GIVEN TASK: Please pick out every line below that contains the word "pavement", and copy each of those lines in full.

---- PROVIDED INFORMATION

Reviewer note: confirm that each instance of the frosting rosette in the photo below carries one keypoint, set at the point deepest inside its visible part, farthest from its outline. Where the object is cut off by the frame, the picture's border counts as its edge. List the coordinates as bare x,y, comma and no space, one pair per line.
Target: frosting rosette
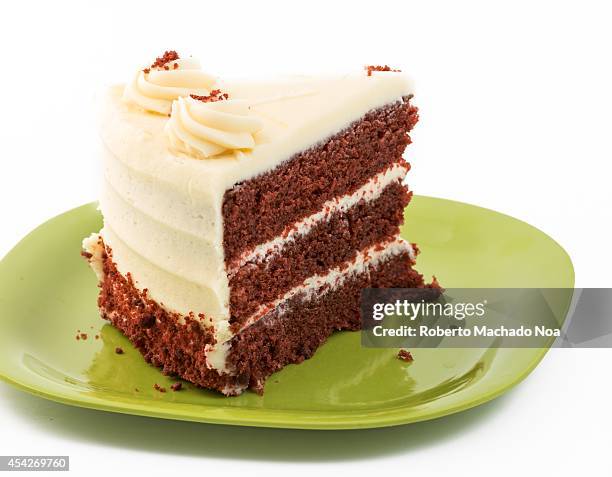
154,88
205,129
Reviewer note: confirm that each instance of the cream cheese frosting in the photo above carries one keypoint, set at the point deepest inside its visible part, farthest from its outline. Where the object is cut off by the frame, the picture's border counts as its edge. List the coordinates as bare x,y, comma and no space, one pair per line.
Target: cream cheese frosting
206,129
153,89
162,206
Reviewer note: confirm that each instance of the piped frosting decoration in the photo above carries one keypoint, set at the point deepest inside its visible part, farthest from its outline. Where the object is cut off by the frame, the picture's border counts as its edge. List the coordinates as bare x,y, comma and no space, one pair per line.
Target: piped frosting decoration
208,126
168,78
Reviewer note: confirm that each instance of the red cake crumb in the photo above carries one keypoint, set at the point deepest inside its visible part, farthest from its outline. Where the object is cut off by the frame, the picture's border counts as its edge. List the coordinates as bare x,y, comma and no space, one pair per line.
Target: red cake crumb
162,61
371,68
405,355
215,95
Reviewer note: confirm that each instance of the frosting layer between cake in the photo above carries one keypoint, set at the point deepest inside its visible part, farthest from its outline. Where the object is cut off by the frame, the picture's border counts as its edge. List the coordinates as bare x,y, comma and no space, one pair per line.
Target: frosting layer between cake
163,210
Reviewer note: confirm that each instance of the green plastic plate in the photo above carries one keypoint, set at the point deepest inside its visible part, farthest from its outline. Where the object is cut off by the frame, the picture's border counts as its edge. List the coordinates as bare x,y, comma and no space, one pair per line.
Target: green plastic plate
48,293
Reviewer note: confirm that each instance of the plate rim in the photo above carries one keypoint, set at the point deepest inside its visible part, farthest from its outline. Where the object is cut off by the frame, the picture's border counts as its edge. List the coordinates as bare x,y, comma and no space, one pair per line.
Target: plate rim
281,418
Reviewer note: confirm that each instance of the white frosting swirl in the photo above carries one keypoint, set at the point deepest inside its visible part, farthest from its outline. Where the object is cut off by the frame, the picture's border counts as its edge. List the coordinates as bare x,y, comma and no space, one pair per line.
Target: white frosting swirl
204,130
156,89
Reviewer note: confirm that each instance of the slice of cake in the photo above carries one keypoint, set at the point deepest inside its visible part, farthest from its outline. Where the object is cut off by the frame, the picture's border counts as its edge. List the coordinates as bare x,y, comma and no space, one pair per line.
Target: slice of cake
242,219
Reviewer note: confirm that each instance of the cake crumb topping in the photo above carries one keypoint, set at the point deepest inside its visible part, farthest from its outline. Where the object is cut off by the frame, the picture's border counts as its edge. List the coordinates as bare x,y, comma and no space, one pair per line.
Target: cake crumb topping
215,95
161,62
371,68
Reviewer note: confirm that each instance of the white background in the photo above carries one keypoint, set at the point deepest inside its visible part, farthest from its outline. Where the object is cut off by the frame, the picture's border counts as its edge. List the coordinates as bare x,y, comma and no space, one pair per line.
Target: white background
516,109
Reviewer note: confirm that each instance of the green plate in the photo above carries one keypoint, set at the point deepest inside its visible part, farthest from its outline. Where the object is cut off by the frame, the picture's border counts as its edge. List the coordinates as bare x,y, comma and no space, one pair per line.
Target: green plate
49,293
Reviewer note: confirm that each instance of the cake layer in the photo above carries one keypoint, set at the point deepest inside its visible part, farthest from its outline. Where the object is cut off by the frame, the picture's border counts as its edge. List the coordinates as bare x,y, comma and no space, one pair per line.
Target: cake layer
165,208
259,209
287,334
293,333
329,243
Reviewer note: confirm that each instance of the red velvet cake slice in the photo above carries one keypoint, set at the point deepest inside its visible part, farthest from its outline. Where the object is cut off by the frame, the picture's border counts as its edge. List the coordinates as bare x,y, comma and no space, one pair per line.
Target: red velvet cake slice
242,219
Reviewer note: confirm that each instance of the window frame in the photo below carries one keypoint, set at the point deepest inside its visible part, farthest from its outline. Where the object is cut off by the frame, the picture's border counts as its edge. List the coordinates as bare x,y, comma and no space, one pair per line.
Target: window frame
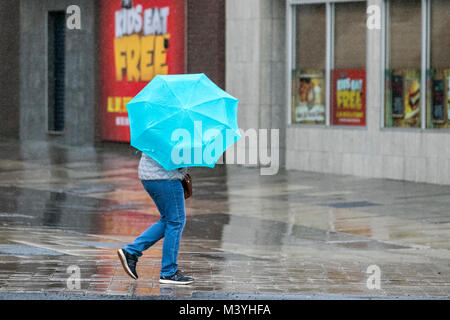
329,58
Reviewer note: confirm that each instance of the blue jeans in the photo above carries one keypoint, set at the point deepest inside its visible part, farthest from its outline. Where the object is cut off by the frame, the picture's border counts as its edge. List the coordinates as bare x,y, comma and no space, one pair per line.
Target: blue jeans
168,196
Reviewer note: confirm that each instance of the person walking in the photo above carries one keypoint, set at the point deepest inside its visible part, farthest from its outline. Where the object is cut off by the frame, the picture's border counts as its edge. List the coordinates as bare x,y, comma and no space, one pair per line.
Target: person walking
166,190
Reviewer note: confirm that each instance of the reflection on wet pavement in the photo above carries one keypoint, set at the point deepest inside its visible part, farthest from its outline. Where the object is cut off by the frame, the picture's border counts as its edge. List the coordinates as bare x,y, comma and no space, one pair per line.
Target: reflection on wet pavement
296,232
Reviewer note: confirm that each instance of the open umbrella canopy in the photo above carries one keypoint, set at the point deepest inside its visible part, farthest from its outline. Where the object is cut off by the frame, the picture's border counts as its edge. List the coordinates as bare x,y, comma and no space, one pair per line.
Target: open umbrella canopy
183,121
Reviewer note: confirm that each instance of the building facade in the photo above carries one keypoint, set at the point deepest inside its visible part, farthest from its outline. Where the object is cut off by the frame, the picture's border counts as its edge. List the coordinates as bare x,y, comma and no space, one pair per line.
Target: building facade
70,67
355,87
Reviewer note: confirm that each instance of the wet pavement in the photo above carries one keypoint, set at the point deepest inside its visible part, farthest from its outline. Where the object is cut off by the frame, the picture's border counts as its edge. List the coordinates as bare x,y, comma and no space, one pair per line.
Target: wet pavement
295,234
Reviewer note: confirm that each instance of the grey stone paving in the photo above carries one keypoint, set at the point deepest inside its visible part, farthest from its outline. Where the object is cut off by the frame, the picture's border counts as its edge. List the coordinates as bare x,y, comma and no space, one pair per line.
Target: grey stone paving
294,235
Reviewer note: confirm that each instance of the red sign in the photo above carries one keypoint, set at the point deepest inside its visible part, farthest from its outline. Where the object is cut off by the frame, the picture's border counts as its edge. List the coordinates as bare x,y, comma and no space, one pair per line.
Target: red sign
136,44
348,97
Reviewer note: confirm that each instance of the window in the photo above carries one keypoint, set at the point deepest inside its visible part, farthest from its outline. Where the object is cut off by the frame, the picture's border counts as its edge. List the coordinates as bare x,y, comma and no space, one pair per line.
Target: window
403,77
438,74
56,63
328,63
348,76
308,88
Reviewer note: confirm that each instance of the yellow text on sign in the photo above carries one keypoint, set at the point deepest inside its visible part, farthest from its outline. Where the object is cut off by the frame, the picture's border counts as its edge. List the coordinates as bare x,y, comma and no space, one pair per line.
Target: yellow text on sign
140,58
349,99
118,104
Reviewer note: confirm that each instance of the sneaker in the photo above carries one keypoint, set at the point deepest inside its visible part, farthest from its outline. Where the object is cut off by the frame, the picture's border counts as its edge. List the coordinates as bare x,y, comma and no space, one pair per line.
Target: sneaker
177,278
128,262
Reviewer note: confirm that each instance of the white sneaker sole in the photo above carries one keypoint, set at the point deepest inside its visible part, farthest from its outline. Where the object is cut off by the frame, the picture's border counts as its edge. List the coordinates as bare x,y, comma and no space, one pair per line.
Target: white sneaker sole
124,263
174,282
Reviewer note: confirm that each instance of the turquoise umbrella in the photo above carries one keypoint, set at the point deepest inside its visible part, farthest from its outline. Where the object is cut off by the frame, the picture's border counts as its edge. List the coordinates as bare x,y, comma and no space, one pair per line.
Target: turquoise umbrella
183,121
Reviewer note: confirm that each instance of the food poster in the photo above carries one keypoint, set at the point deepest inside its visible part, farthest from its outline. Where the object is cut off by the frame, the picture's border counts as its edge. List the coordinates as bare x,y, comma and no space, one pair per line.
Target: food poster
438,98
308,103
136,44
403,98
348,104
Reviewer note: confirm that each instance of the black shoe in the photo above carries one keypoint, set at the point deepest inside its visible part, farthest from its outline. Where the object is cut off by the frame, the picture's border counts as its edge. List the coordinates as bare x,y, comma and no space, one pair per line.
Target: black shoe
177,278
128,262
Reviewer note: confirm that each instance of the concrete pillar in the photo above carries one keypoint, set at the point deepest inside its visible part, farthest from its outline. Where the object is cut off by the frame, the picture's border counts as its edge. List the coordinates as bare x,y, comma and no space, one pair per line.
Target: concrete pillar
255,66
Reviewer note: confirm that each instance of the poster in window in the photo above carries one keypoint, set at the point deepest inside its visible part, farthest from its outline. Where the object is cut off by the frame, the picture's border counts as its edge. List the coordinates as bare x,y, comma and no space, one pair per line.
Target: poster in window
438,104
135,45
398,110
349,97
309,97
403,98
438,98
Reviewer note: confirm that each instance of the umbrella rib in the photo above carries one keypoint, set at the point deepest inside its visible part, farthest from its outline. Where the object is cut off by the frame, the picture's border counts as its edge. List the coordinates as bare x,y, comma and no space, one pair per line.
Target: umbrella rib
225,124
211,100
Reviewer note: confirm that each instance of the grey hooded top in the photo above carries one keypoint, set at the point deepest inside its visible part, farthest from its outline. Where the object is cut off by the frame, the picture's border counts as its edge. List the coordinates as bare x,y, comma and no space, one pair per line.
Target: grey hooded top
149,169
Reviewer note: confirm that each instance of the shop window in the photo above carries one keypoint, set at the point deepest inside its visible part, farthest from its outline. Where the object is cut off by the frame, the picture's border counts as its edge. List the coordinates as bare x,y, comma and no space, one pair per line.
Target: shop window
348,75
438,75
403,64
308,78
56,71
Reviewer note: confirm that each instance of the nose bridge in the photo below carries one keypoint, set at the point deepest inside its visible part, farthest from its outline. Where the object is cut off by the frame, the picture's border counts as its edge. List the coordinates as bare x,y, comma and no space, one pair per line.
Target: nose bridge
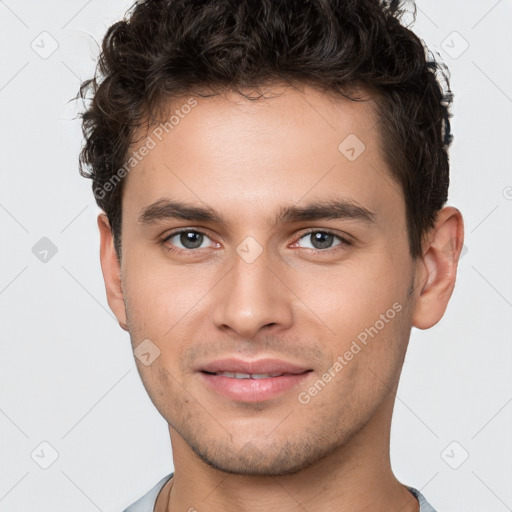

--------

RESPONSE TO THE TASK:
Reviewer note: confirm that each instance of the reflection on wet pavement in the photo above carries one keypoint, set at the point deepest inside its visible part, farthest from its outline. Where the object is cut off by the frame, the picture's border counts as its edge. List the coordinates as bare x,y, comma and no space, one pair per line.
Target: reflection on wet pavement
Reviewer note: confirm that each instance of the wet pavement in the photo above carries one keypoint, set at the point deepest inside its visible part, farthest from its outline. Where the object is cut off by the frame, the picture's border counts as its edge. List the coordinates as bare x,y, comma and no space, one pair per line.
Target: wet pavement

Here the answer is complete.